:: Written instruction ::
Copy out every one of the entries below word for word, omitting the pictures.

==== Exercise data ====

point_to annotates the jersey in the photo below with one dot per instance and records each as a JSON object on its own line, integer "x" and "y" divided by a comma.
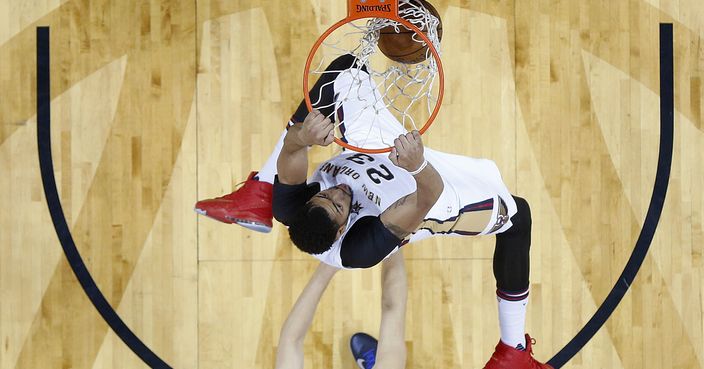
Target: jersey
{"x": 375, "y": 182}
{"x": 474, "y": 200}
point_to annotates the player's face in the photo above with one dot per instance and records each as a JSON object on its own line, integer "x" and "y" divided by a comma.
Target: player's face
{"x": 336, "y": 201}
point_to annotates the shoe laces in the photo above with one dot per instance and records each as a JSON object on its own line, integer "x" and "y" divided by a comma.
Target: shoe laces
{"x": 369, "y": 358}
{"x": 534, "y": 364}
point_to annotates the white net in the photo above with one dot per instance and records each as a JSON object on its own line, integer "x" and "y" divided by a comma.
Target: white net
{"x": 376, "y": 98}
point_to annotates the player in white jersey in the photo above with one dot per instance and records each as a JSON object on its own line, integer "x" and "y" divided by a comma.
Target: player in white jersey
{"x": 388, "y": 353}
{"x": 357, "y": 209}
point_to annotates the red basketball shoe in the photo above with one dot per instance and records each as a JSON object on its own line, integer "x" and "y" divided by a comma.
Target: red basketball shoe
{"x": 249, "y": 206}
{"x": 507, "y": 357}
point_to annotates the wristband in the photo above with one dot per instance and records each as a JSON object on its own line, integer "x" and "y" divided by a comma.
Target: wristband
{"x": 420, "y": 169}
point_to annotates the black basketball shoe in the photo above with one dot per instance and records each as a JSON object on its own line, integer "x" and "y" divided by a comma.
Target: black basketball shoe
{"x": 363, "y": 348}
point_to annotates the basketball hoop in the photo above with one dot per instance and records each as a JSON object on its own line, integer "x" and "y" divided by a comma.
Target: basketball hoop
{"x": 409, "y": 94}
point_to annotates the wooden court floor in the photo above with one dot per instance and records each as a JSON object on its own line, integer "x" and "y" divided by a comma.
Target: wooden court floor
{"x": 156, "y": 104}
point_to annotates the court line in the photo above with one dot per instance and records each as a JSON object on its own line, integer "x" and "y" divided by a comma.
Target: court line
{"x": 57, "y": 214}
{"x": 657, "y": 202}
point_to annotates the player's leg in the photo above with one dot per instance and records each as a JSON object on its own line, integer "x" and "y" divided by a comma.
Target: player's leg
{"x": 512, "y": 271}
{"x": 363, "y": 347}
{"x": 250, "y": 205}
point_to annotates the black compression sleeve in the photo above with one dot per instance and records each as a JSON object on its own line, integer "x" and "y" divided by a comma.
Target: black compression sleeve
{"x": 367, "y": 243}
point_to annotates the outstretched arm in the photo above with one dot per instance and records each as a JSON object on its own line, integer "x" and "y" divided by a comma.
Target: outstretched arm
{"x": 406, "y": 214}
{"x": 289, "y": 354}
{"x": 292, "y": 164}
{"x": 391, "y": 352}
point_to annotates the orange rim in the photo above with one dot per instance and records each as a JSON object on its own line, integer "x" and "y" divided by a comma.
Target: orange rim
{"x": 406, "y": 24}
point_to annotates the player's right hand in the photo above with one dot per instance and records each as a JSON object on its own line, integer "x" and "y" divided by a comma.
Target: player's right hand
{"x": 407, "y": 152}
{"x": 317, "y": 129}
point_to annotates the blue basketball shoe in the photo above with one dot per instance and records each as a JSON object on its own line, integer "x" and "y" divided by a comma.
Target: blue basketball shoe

====

:: Completed task ::
point_to annotates the jersey in the photo below with one dot per instance and records each as a JSON object on its own line, integer "x" and "y" divided by a comma.
Target: jersey
{"x": 375, "y": 182}
{"x": 474, "y": 200}
point_to annotates the player's face in the photo above with one dot per instance and records each as a JSON object on its own line, integer "x" and "y" divided by a comma.
Target: player's face
{"x": 336, "y": 201}
point_to annotates the shoe laces in the photo above with one dot per instance and records each as a JSON object on its own line, integer "x" and "y" divided by a comma.
Target: shoe laces
{"x": 369, "y": 358}
{"x": 534, "y": 364}
point_to annotates the white net in the photo above with one dot per instance and records each as a JSON object on its own line, integer "x" and "y" divided by a comma.
Target: white net
{"x": 376, "y": 98}
point_to annotates the player in white jersey in the photo above with one dot per instance and records each as a JSON object on its own line, integer "x" and "y" divided by a comma.
Target: player in white jersey
{"x": 388, "y": 353}
{"x": 357, "y": 209}
point_to annotates the red basketball shoe in the photo above with one dot per instance and records each as a JSON object on its own line, integer "x" and "y" divided by a comma.
Target: red basketball shoe
{"x": 249, "y": 206}
{"x": 507, "y": 357}
point_to annotates the wristband in the photo above with one dot per instance and records each as a JSON object on its own line, integer "x" and "y" divided by a comma.
Target: wristband
{"x": 420, "y": 169}
point_to annotates the black basketball shoe in the photo above with one dot per instance and records each as a JSON object on its own line, integer "x" and "y" divided by a comma.
Target: black basketball shoe
{"x": 363, "y": 348}
point_to annotates the basketball hoop in the photo above with one dot per instance and records each as a JSON object on its own line, integer "x" and "y" divided by a comma.
Target: basketball hoop
{"x": 409, "y": 94}
point_to annotates the wooden court floor in the photo above with one dot per instance and records each as a JSON object on its own line, integer "x" and "y" divided by a comma.
Target: wooden court floor
{"x": 156, "y": 104}
point_to annotates the court line in the photo above with one dot per instance and records each as a JSON object on its own line, integer "x" and "y" divided by a comma.
Target: court line
{"x": 57, "y": 214}
{"x": 657, "y": 202}
point_to annotates the player's leg in the photo above with one dot per instance and records each as a JSON object on its own line, integer "x" and "y" divided by a comma.
Target: player's leg
{"x": 512, "y": 271}
{"x": 363, "y": 347}
{"x": 250, "y": 205}
point_to annotates the black compression sleeve in the photo above with one dot per instance and records each as a JSON object on its own line, integer "x" and "y" divided by a comma.
Target: black compression sleeve
{"x": 367, "y": 243}
point_to annotates the outstretched arm in the photo above with one dot per instance and records each as a JSON object on its own line, integer "x" and "y" divided by a comma.
Target: outstretched arm
{"x": 406, "y": 214}
{"x": 289, "y": 354}
{"x": 292, "y": 164}
{"x": 391, "y": 352}
point_to annotates the orange rim in the photo above with one dot per instance and records each as a JSON object on its own line, integer "x" and "y" divided by a comma.
Target: orange rim
{"x": 406, "y": 24}
point_to annotates the player's right hand in the photo above with one dot per instance and records each as a JSON object on its own line, integer "x" and "y" divided by a comma.
Target: player's right hand
{"x": 407, "y": 152}
{"x": 317, "y": 129}
point_to annotates the blue basketball shoe in the photo above with one dot per instance and records each as a JSON object on its own line, integer "x" and "y" divided by a comma.
Target: blue basketball shoe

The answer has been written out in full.